#### EXERCISE DETAILS:
Find every line in the material below that contains the string "roof" and copy each of those lines.

Records from a data collection:
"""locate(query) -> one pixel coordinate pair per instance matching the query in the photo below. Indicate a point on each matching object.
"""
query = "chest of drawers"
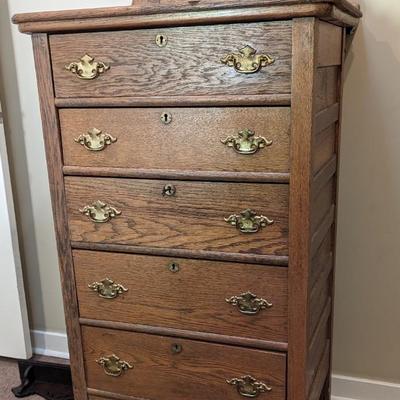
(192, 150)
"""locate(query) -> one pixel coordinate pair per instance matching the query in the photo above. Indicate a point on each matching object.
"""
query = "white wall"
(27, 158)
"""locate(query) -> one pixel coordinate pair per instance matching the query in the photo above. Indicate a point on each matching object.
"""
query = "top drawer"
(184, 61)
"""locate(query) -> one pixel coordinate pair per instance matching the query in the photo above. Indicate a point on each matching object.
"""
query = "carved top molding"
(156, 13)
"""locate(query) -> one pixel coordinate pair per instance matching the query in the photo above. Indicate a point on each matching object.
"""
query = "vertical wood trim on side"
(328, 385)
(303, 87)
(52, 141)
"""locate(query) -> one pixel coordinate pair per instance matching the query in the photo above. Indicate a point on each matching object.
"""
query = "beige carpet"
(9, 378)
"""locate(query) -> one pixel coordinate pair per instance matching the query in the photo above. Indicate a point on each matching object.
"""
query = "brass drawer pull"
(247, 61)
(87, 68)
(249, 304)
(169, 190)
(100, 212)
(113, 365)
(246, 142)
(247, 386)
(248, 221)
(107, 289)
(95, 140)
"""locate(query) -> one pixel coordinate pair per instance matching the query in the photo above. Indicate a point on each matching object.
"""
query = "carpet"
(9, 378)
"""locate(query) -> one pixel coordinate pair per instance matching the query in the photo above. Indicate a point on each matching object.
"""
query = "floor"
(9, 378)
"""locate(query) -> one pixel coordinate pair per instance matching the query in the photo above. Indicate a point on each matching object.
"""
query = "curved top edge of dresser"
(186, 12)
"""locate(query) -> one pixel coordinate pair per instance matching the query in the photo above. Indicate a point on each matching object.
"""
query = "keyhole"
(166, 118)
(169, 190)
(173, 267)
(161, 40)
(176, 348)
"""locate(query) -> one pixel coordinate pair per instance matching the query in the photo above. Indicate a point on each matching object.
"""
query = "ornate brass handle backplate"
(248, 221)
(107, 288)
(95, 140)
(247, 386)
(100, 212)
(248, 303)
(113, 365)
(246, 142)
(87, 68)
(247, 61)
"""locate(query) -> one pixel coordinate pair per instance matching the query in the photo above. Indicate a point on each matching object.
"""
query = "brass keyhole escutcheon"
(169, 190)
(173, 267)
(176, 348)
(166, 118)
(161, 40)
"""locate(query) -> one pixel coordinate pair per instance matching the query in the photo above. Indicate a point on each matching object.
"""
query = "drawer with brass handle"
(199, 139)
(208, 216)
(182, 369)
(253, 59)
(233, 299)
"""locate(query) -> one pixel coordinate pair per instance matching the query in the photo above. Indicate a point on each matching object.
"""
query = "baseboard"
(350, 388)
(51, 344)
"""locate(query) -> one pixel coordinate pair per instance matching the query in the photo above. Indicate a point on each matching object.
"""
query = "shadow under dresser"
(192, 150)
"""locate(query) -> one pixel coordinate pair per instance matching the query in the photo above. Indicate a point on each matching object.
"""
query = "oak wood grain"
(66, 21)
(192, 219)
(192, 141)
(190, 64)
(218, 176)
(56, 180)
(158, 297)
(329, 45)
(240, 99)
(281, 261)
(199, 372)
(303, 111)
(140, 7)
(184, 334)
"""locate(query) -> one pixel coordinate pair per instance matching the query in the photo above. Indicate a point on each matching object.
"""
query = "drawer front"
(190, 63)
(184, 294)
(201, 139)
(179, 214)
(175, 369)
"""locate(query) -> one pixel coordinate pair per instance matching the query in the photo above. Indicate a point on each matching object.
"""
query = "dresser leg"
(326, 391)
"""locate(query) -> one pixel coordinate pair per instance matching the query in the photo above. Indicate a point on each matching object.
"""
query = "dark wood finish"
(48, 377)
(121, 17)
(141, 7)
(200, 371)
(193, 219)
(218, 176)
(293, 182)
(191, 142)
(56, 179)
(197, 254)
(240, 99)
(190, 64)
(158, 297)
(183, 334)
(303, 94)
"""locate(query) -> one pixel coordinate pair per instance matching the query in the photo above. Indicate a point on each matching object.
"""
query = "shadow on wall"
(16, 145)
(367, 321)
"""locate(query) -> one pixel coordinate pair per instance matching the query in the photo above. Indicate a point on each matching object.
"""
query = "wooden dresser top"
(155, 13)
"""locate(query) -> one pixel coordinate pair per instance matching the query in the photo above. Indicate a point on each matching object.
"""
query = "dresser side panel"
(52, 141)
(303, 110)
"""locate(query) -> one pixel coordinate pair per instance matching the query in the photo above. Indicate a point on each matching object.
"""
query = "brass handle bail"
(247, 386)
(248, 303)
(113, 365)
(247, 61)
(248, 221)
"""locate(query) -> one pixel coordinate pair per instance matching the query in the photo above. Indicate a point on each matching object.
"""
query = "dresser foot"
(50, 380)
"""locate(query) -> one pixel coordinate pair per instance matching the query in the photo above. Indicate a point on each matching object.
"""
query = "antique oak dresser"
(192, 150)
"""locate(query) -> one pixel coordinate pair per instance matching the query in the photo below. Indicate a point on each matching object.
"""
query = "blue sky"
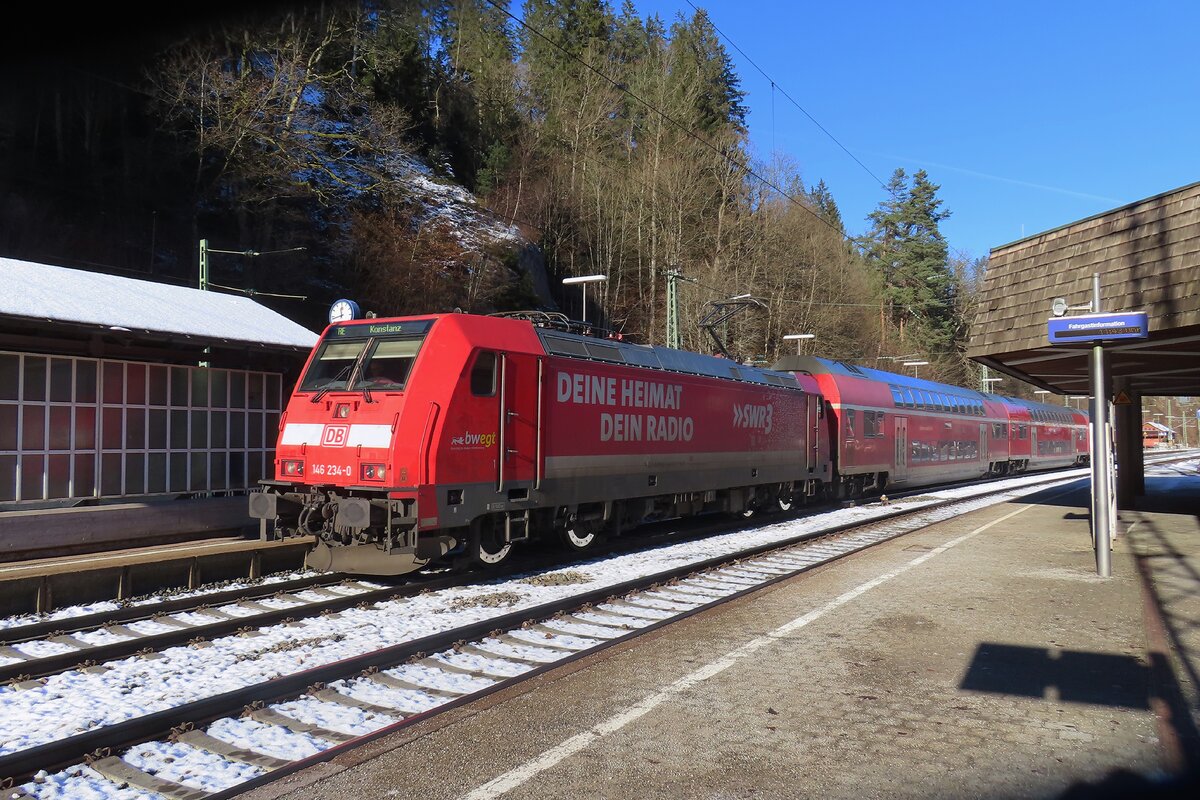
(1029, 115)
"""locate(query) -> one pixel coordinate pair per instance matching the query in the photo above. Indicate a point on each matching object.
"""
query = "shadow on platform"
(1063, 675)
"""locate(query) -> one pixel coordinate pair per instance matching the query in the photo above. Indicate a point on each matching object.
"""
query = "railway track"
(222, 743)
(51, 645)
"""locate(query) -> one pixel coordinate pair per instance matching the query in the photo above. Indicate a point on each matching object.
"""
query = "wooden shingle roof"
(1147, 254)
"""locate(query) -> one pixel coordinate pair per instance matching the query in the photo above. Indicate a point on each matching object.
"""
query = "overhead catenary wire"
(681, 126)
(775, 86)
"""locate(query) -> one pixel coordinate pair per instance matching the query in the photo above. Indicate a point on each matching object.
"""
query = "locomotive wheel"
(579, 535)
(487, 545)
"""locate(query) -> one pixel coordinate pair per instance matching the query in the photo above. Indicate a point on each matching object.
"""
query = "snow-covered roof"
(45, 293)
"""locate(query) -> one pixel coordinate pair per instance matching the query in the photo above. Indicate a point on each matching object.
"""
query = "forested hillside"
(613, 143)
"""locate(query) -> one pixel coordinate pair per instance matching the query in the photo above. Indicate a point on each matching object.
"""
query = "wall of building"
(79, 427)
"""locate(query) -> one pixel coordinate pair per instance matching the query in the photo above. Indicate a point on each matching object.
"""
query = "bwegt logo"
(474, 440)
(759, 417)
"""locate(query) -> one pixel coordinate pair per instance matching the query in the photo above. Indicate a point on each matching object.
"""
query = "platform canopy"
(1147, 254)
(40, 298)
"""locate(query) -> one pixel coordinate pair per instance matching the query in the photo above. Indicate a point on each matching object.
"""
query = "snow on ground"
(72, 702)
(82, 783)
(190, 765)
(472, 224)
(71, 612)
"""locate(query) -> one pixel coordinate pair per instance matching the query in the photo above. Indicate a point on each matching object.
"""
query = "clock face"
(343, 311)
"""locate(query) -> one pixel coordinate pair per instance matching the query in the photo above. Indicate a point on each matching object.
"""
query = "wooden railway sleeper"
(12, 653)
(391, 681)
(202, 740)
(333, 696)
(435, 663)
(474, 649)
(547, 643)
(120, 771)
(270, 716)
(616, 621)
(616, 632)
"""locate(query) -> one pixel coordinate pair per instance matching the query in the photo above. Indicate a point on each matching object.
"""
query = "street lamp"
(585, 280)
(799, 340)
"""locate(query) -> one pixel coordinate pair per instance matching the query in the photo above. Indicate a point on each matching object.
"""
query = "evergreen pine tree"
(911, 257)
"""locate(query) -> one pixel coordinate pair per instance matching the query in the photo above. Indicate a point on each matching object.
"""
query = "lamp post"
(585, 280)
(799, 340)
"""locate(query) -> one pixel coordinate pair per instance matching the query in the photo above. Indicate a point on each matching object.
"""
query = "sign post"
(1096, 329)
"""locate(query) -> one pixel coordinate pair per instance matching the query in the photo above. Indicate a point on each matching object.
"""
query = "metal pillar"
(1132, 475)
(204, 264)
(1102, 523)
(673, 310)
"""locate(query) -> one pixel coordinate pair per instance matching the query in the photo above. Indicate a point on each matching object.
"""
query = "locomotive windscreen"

#### SOLUTION TO THIS EXERCISE:
query = "wooden shingle roof"
query = "snow-covered roof"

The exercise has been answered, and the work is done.